Brief |
Count the lines in the items below that contain the string "beige", with case counting, and give only the number.

***** Material provided *****

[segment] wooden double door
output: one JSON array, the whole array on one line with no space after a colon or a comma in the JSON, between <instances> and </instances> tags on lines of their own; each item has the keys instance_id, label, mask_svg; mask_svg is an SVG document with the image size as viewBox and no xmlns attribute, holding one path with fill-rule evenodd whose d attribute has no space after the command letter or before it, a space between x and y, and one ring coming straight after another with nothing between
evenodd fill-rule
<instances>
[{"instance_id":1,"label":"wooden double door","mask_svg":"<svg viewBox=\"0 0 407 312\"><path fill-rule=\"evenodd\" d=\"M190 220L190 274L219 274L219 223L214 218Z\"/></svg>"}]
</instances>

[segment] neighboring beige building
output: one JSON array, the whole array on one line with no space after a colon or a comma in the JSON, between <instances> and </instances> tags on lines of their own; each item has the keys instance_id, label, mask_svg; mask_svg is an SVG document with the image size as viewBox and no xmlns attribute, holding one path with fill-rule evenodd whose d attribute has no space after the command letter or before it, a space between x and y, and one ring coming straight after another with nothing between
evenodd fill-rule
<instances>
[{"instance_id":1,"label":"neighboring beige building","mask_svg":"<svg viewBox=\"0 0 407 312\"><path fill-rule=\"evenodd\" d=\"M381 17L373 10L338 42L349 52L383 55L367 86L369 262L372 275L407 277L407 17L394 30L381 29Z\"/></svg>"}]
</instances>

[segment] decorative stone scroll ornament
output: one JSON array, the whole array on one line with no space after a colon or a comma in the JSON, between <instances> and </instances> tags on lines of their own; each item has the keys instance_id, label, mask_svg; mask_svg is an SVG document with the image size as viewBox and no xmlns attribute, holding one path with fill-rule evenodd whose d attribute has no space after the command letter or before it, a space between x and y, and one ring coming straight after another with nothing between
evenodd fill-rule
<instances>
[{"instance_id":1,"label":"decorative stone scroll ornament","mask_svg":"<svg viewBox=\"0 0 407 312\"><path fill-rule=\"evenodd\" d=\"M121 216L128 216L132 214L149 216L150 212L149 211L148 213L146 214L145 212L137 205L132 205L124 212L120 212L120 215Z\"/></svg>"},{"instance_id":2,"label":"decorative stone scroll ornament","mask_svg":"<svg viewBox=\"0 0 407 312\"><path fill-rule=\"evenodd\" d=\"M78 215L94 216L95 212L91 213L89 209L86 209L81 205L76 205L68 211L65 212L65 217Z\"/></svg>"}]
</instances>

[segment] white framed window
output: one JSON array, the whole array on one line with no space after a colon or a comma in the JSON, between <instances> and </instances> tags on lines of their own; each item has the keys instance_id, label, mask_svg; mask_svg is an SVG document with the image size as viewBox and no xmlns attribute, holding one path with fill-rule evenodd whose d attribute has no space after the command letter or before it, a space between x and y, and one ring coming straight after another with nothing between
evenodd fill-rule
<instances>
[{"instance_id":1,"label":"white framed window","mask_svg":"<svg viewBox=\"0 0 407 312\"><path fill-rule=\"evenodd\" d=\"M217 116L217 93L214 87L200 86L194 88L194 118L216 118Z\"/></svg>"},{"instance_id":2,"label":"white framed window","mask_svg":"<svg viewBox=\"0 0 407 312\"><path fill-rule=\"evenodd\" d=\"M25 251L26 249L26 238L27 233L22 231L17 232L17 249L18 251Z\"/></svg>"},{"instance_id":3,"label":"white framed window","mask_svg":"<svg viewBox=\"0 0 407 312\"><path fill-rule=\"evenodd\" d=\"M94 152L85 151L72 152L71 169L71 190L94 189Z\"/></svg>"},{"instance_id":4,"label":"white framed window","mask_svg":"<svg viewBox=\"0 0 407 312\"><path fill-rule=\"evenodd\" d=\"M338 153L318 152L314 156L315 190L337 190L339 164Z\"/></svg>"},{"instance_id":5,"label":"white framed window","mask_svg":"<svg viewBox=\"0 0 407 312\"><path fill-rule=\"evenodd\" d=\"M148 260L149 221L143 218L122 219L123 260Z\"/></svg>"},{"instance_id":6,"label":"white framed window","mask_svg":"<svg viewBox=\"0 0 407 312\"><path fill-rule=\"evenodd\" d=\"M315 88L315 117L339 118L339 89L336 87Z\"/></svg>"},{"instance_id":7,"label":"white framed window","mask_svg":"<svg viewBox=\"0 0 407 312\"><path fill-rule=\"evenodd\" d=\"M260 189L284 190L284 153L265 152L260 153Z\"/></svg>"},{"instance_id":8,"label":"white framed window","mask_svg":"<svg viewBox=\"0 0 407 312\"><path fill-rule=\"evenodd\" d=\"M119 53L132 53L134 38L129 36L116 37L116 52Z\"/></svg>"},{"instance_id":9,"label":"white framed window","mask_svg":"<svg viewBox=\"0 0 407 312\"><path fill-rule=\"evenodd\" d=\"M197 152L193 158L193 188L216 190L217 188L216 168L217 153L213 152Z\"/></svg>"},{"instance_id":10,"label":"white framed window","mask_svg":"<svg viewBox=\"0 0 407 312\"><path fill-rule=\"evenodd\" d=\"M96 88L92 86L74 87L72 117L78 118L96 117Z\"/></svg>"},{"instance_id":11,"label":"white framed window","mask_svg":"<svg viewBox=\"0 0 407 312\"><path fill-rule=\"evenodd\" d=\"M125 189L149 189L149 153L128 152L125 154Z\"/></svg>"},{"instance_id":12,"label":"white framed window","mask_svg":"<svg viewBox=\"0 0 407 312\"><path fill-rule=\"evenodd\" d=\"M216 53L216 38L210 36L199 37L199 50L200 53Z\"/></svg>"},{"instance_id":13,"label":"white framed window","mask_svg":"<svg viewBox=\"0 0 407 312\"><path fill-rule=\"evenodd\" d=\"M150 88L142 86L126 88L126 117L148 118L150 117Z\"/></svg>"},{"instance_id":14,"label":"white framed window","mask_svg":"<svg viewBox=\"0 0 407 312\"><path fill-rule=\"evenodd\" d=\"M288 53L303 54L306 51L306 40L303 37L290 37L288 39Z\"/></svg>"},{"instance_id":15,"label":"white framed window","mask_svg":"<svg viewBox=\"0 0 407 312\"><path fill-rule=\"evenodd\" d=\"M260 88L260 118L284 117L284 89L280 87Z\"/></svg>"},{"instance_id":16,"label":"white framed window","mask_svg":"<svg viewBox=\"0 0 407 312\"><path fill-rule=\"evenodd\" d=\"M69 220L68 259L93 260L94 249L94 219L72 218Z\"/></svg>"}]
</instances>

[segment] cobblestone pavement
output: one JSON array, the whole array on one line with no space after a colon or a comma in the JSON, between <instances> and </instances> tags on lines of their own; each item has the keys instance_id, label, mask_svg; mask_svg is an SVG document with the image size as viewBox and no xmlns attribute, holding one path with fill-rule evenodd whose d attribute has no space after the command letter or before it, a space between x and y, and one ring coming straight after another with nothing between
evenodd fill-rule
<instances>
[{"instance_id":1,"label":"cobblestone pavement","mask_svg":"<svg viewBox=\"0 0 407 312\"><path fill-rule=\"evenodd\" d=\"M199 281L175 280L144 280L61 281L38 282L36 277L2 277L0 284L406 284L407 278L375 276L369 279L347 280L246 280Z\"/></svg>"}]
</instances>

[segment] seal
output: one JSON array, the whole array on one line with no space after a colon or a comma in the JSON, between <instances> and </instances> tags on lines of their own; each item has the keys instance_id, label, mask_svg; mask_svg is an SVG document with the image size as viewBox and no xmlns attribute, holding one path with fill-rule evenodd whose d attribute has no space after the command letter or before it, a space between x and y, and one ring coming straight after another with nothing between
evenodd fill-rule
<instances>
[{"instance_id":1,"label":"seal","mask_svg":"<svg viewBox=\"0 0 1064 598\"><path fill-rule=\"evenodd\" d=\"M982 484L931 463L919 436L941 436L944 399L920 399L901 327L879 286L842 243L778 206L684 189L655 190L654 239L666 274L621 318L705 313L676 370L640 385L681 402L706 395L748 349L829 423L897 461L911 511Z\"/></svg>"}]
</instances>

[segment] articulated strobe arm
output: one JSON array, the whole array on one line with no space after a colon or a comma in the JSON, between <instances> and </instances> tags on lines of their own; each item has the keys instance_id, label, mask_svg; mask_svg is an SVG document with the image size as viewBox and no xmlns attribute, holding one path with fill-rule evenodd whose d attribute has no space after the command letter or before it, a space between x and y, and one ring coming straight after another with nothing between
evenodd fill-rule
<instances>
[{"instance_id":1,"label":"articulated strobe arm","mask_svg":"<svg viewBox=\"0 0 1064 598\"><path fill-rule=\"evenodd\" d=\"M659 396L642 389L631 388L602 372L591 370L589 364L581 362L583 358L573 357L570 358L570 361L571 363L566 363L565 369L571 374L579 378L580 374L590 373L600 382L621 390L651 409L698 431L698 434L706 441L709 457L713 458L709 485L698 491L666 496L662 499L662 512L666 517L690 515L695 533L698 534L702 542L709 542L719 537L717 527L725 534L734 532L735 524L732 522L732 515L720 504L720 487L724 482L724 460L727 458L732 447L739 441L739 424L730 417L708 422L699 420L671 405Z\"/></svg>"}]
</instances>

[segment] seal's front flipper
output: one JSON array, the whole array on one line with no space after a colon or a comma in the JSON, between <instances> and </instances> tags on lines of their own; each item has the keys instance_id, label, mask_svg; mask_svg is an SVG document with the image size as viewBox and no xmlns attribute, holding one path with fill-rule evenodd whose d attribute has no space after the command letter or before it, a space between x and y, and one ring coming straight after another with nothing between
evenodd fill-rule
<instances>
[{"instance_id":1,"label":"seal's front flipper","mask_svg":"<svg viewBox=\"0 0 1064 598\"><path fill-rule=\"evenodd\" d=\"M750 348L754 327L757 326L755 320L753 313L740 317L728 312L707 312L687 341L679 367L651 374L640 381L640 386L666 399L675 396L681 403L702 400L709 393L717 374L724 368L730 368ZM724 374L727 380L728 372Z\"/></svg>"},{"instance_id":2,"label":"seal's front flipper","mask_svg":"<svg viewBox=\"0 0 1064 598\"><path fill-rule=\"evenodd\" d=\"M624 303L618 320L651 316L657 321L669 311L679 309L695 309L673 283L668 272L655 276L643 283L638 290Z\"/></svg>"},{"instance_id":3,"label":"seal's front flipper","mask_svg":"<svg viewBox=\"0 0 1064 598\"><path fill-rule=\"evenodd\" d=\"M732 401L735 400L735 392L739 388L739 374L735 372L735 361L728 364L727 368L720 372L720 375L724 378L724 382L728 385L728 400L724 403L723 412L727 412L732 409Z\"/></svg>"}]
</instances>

*****
***** Material provided *****

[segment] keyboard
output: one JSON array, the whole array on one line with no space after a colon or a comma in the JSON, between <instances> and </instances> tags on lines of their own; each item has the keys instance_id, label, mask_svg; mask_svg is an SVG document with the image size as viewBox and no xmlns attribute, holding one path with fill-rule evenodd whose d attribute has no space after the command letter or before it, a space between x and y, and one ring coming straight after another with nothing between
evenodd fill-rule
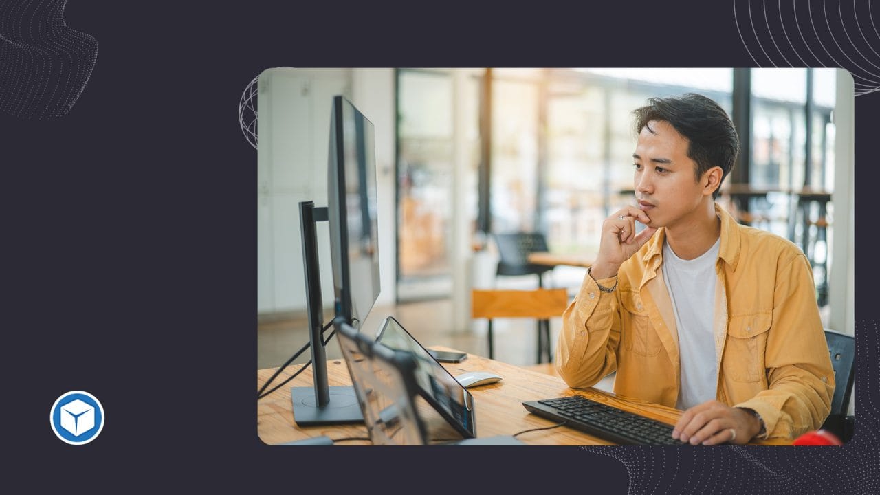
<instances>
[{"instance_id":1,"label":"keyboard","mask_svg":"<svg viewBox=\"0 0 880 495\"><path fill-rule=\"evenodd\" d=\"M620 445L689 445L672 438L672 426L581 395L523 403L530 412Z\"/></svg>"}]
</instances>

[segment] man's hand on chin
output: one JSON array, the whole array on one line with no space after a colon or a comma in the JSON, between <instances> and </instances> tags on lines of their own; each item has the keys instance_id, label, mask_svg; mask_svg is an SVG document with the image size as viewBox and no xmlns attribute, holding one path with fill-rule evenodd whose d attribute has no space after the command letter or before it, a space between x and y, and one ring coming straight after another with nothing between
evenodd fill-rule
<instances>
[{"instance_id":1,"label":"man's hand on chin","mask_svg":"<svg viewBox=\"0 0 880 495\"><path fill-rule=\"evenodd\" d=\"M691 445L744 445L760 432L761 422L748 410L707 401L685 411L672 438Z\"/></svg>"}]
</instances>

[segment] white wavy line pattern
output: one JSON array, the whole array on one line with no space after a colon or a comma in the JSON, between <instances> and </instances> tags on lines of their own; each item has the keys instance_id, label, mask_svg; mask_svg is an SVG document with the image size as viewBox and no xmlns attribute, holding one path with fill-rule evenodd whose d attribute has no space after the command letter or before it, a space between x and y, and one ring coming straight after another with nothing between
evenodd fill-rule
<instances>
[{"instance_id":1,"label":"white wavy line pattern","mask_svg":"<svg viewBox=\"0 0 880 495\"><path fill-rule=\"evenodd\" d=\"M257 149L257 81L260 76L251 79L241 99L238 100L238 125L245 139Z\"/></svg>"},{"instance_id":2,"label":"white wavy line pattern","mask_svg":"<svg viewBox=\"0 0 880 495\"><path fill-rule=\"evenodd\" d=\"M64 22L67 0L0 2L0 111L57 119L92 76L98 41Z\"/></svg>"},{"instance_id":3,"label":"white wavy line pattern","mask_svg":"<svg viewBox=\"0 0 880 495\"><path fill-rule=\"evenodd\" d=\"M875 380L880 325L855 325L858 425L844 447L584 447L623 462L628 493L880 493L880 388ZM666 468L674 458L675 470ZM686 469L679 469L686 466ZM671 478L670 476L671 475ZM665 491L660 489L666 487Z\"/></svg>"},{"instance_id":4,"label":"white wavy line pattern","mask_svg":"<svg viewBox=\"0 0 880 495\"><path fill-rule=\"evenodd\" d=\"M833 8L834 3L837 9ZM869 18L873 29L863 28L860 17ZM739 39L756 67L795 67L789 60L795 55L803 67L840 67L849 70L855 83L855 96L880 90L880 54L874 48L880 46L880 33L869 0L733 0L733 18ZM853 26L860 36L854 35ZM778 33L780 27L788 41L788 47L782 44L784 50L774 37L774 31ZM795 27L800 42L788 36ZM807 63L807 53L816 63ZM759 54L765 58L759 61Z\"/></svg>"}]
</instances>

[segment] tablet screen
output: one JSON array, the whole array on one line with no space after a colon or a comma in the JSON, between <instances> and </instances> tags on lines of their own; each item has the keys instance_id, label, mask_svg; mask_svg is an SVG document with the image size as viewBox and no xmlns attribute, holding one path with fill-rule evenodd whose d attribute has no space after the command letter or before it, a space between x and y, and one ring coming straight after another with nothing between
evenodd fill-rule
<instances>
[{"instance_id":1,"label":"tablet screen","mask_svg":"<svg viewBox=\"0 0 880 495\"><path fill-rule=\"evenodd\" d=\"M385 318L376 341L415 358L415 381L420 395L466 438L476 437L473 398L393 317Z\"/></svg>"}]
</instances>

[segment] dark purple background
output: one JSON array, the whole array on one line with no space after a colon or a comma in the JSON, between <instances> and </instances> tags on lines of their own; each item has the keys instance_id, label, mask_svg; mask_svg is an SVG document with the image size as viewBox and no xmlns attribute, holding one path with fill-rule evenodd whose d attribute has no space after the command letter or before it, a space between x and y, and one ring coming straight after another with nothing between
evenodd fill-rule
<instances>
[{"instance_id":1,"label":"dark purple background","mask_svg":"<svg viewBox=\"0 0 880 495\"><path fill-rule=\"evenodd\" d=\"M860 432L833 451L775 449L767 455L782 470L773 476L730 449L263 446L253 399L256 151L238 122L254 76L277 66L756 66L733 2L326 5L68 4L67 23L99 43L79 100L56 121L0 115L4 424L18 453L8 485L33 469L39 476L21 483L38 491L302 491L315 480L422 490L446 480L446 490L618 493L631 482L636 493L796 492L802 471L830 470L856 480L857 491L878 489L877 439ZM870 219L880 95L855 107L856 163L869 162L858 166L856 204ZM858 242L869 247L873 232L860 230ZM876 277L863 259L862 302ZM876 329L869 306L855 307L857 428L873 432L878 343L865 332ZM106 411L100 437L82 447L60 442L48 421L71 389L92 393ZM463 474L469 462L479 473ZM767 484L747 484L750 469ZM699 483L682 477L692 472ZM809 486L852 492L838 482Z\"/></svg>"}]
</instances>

*****

Response to the exercise |
2